Giving up, Gordon retrieves the pearls from his old hotel room, and hides them in the luggage of the current occupants, American tourists Mr. and Mrs. Bellows (Porter Hall and Spring Byington). Hewitt questions and searches him after seeing him exit the room, but discovers nothing. However, he informs Gordon that Ann Van Leyden is missing.

Gordon goes to Mauribus. He deceives Mauribus and Sascha into believing that Linda double-crossed him and has the pearls. They take him, at gunpoint, to her. He pulls out a gun taped to his ankle, and dispatches the two crooks. In the excitement, Ann is knocked unconscious. Gordon takes her back to her husband.

The blow restores Ann's memories. She is willing to resume her life with Michael, but he confesses he knew all about her past. With her happiness in mind, he drives her to the airport. When they arrive, not only is Gordon's luggage thoroughly searched, but so are the bags of the Bellows. Giving up, he tells Hewitt where the pearls are. Hewitt lets him board the aircraft, which takes off just before Linda arrives. Spotting her, Hewitt has the aircraft return, and Ann runs out onto the tarmac to meet it.

Cast
 Fred MacMurray as Matt Gordon
 Ava Gardner as Linda 
 Roland Culver as Michael Van Leyden
 Richard Haydn as Deputy Hewitt
 Spring Byington as Mrs. Bellows
 Thomas Gomez as Mr. Mauribus
 Porter Hall as Mr. Bellows
 George Lloyd as Sascha Barda
 Maylia as Ming Ling
 Holmes Herbert as Rev. Barnes
 Edith Evanson as Mrs. Barnes
 Frederick Worlock as Cadum
 Lal Chand Mehra as Mr. Hussein
 Curt Conway as Pepe (as Kurt Conway)

Production
Principal photography on Singapore took place from February 26 to late April 1947, primarily in and around Palmdale, California.

Reception

Critical response
The New York Times film critic Bosley Crowther was merciless in his review, "Ava Gardner is sultry and empty-headed as the script demands. Mr. MacMurray doesn't ever appear to have his heart in what he is doing, and Spring Byington and Porter Hall as the tourists from the Midwest conduct themselves in the time-honored fashion that is supposed to denote slightly-addled American transients. 'Singapore' is a pretty poor excuse for an entertainment, even as minor league jewel-smuggling fare."

## Aim of the task
Rewrite the stretch of the Singapore passage from "Giving up, Gordon" through "to her husband.", replacing "pearls" with "diamonds". You can set the rows aside.

## Supplied records
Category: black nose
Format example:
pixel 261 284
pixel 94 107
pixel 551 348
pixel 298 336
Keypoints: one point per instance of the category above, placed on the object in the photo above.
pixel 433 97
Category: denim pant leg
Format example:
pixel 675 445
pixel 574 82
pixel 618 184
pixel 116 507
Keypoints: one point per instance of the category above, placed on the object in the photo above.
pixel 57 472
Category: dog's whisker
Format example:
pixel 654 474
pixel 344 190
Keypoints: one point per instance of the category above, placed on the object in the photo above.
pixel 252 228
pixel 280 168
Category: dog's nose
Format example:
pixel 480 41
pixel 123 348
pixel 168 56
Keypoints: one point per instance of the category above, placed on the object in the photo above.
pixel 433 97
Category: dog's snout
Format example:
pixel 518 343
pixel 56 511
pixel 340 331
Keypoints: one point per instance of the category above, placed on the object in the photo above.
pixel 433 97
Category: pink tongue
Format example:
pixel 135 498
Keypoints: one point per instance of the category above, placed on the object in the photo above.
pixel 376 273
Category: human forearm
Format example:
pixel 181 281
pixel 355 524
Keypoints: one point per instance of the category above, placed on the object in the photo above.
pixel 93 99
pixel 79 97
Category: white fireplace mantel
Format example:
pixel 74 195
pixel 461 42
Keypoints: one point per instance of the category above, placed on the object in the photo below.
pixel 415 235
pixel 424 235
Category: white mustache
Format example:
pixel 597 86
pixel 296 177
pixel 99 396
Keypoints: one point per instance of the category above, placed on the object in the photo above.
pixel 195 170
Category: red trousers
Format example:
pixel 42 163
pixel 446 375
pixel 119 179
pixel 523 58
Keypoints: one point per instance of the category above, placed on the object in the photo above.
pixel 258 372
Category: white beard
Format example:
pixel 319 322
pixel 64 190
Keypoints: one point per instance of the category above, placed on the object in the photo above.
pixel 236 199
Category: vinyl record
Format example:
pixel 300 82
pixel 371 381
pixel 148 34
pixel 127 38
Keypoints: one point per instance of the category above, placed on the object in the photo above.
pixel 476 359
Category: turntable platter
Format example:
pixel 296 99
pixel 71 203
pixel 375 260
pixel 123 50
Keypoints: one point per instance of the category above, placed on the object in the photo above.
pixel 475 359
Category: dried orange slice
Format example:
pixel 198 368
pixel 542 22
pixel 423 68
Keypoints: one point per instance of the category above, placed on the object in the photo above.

## Response to this exercise
Giving up, Gordon retrieves the diamonds from his old hotel room, and hides them in the luggage of the current occupants, American tourists Mr. and Mrs. Bellows (Porter Hall and Spring Byington). Hewitt questions and searches him after seeing him exit the room, but discovers nothing. However, he informs Gordon that Ann Van Leyden is missing.

Gordon goes to Mauribus. He deceives Mauribus and Sascha into believing that Linda double-crossed him and has the diamonds. They take him, at gunpoint, to her. He pulls out a gun taped to his ankle, and dispatches the two crooks. In the excitement, Ann is knocked unconscious. Gordon takes her back to her husband.